_Brano da leggere_:
"""

Borsellino ucciso perché indagava sulla trattativa, trovato il fascicolo. E spuntano nomi “pesanti”. - Sandra Rizzo e Giuseppe Lo Bianco



La ricostruzione dei giornalisti del Fatto, Giuseppe Lo Bianco e Sandra Rizza, mette i brividi: Borsellino è stato ucciso perché stava indagando, formalmente, sulla trattativa Stato-Mafia. La conferma arriva dal ritrovamento di un fascicolo assegnato a Borsellino in data 8 luglio 1992 (11 giorni prima di essere ucciso…) in cui viene fuori l’ufficialità dell’indagine e i nomi delle persone coinvolte. Nomi pesanti. Nomi di capimafia. Nomi di politici. Nomi di esponenti dei servizi segreti. 

In piena stagione stragista, a metà giugno del ‘92, un anonimo di otto pagine scatenò fibrillazione e panico nei palazzi del potere politico-giudiziario: sosteneva che l'ex ministro dc Calogero Mannino aveva incontrato Totò Riina in una sacrestia di San Giuseppe Jato (Palermo). Una sorta di prologo della trattativa. Su quell'anonimo, si scopre oggi dai documenti prodotti dal pm Nino Di Matteo nell'aula del processo Mori, stava indagando formalmente Paolo Borsellino. Con un'indagine che il generale del Ros Antonio Subranni chiese ufficialmente di archiviare perché non meritava "l'attivazione della giustizia".

"""

Per favore, ricopia parola per parola il tratto dell'articolo su Borsellino che va da "Borsellino ucciso perché" fino a "dei servizi segreti.".

_Informazioni estratte_:
"""

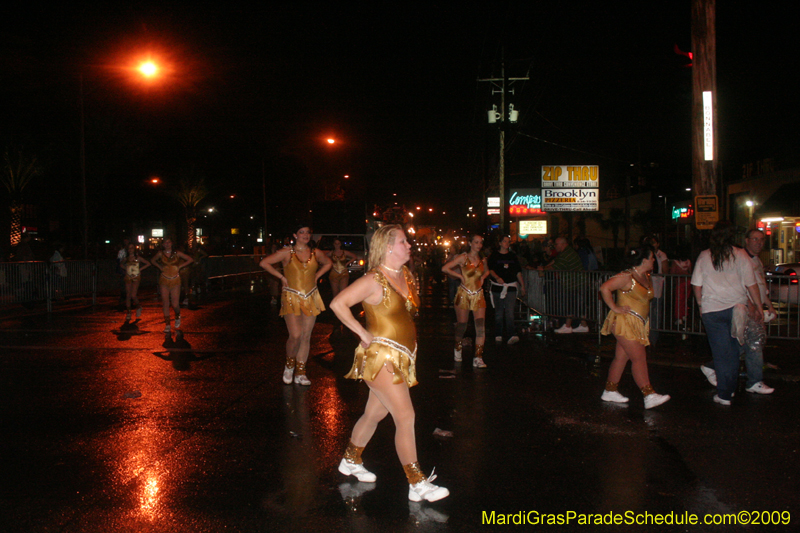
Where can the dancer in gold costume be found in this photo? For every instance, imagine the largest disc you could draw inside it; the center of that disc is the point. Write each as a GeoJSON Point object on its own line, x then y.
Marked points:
{"type": "Point", "coordinates": [340, 259]}
{"type": "Point", "coordinates": [300, 299]}
{"type": "Point", "coordinates": [628, 321]}
{"type": "Point", "coordinates": [385, 358]}
{"type": "Point", "coordinates": [133, 266]}
{"type": "Point", "coordinates": [471, 269]}
{"type": "Point", "coordinates": [168, 261]}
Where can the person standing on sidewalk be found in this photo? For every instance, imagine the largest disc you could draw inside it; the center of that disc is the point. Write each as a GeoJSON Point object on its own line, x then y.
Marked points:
{"type": "Point", "coordinates": [753, 354]}
{"type": "Point", "coordinates": [628, 321]}
{"type": "Point", "coordinates": [300, 299]}
{"type": "Point", "coordinates": [386, 357]}
{"type": "Point", "coordinates": [569, 260]}
{"type": "Point", "coordinates": [472, 270]}
{"type": "Point", "coordinates": [133, 265]}
{"type": "Point", "coordinates": [506, 274]}
{"type": "Point", "coordinates": [722, 280]}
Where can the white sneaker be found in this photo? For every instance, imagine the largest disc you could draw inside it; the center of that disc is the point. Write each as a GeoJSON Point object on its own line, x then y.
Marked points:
{"type": "Point", "coordinates": [760, 388]}
{"type": "Point", "coordinates": [710, 374]}
{"type": "Point", "coordinates": [655, 399]}
{"type": "Point", "coordinates": [352, 469]}
{"type": "Point", "coordinates": [720, 401]}
{"type": "Point", "coordinates": [613, 396]}
{"type": "Point", "coordinates": [425, 490]}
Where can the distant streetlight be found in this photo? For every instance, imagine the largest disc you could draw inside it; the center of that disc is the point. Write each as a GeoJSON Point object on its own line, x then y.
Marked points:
{"type": "Point", "coordinates": [148, 69]}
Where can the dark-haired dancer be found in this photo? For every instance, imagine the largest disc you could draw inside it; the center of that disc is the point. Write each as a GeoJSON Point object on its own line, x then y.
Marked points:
{"type": "Point", "coordinates": [628, 321]}
{"type": "Point", "coordinates": [385, 358]}
{"type": "Point", "coordinates": [168, 261]}
{"type": "Point", "coordinates": [471, 269]}
{"type": "Point", "coordinates": [300, 299]}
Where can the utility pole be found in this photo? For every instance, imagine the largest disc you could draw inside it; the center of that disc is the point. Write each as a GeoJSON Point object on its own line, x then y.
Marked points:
{"type": "Point", "coordinates": [705, 166]}
{"type": "Point", "coordinates": [500, 86]}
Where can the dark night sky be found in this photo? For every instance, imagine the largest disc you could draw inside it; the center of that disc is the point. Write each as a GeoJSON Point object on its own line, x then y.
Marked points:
{"type": "Point", "coordinates": [395, 82]}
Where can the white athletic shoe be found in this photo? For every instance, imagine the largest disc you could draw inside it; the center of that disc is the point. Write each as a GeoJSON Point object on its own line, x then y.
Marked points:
{"type": "Point", "coordinates": [425, 490]}
{"type": "Point", "coordinates": [613, 396]}
{"type": "Point", "coordinates": [352, 469]}
{"type": "Point", "coordinates": [655, 399]}
{"type": "Point", "coordinates": [710, 374]}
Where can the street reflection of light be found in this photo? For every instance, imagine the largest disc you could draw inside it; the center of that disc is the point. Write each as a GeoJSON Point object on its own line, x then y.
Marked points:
{"type": "Point", "coordinates": [148, 500]}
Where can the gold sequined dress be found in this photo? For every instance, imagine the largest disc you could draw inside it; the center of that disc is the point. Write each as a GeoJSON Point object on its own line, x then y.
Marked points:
{"type": "Point", "coordinates": [391, 322]}
{"type": "Point", "coordinates": [635, 325]}
{"type": "Point", "coordinates": [338, 268]}
{"type": "Point", "coordinates": [132, 267]}
{"type": "Point", "coordinates": [301, 297]}
{"type": "Point", "coordinates": [470, 293]}
{"type": "Point", "coordinates": [170, 273]}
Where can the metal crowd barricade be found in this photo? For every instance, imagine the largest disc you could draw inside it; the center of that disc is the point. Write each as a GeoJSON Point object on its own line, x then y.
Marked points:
{"type": "Point", "coordinates": [32, 282]}
{"type": "Point", "coordinates": [567, 294]}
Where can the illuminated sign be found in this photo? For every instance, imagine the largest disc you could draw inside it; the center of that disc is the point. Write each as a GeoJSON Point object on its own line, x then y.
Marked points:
{"type": "Point", "coordinates": [533, 227]}
{"type": "Point", "coordinates": [571, 200]}
{"type": "Point", "coordinates": [708, 126]}
{"type": "Point", "coordinates": [570, 176]}
{"type": "Point", "coordinates": [525, 202]}
{"type": "Point", "coordinates": [681, 212]}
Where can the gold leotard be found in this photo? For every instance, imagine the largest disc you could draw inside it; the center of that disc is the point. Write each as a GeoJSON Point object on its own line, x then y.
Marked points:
{"type": "Point", "coordinates": [634, 326]}
{"type": "Point", "coordinates": [391, 322]}
{"type": "Point", "coordinates": [301, 296]}
{"type": "Point", "coordinates": [170, 275]}
{"type": "Point", "coordinates": [470, 293]}
{"type": "Point", "coordinates": [132, 269]}
{"type": "Point", "coordinates": [338, 268]}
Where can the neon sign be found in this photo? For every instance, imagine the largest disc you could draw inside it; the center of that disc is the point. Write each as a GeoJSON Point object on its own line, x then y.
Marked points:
{"type": "Point", "coordinates": [681, 212]}
{"type": "Point", "coordinates": [525, 202]}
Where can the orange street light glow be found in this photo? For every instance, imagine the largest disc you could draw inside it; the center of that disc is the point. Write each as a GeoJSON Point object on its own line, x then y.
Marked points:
{"type": "Point", "coordinates": [148, 69]}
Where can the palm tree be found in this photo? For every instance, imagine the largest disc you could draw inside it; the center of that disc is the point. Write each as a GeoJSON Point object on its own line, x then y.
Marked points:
{"type": "Point", "coordinates": [18, 170]}
{"type": "Point", "coordinates": [191, 191]}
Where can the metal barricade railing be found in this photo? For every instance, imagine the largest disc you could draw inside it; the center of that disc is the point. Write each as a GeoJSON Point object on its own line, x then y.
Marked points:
{"type": "Point", "coordinates": [567, 294]}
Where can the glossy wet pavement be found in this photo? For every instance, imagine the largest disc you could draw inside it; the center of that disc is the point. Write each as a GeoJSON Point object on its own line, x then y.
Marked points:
{"type": "Point", "coordinates": [108, 428]}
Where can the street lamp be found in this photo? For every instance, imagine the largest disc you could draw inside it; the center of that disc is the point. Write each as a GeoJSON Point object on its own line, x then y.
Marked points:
{"type": "Point", "coordinates": [148, 69]}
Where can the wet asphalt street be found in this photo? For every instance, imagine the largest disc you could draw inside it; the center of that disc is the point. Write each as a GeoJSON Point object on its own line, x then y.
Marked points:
{"type": "Point", "coordinates": [115, 429]}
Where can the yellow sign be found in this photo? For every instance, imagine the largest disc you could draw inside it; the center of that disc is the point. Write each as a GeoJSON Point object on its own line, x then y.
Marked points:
{"type": "Point", "coordinates": [706, 211]}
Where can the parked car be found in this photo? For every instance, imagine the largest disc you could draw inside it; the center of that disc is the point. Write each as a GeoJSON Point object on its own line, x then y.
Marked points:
{"type": "Point", "coordinates": [352, 243]}
{"type": "Point", "coordinates": [784, 282]}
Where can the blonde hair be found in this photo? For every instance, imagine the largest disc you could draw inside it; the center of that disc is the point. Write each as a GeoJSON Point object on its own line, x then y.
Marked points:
{"type": "Point", "coordinates": [381, 240]}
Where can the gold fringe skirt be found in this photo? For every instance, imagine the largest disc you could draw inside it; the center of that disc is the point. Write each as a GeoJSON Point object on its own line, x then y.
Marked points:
{"type": "Point", "coordinates": [294, 304]}
{"type": "Point", "coordinates": [369, 362]}
{"type": "Point", "coordinates": [470, 302]}
{"type": "Point", "coordinates": [627, 326]}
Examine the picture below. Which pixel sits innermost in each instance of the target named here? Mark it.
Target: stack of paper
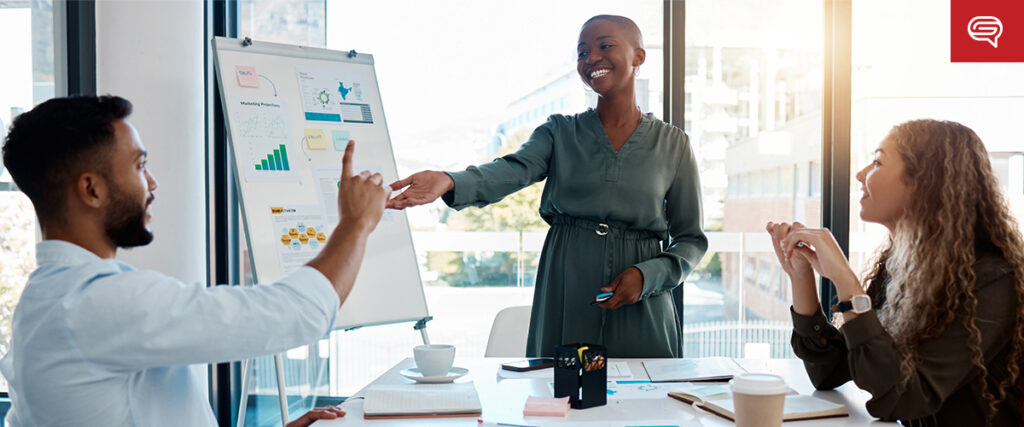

"""

_Soluzione del problema_:
Borsellino ucciso perché indagava sulla trattativa, trovato il fascicolo. E spuntano nomi “pesanti”. - Sandra Rizzo e Giuseppe Lo Bianco



La ricostruzione dei giornalisti del Fatto, Giuseppe Lo Bianco e Sandra Rizza, mette i brividi: Borsellino è stato ucciso perché stava indagando, formalmente, sulla trattativa Stato-Mafia. La conferma arriva dal ritrovamento di un fascicolo assegnato a Borsellino in data 8 luglio 1992 (11 giorni prima di essere ucciso…) in cui viene fuori l’ufficialità dell’indagine e i nomi delle persone coinvolte. Nomi pesanti. Nomi di capimafia. Nomi di politici. Nomi di esponenti dei servizi segreti.